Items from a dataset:
+++
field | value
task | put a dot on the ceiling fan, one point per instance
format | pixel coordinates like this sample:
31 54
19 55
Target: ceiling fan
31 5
+++
The output should be a character-exact copy of all entries.

field | value
task | put a dot on the ceiling fan, one point per instance
format | pixel coordinates like this sample:
31 54
19 55
Target: ceiling fan
31 5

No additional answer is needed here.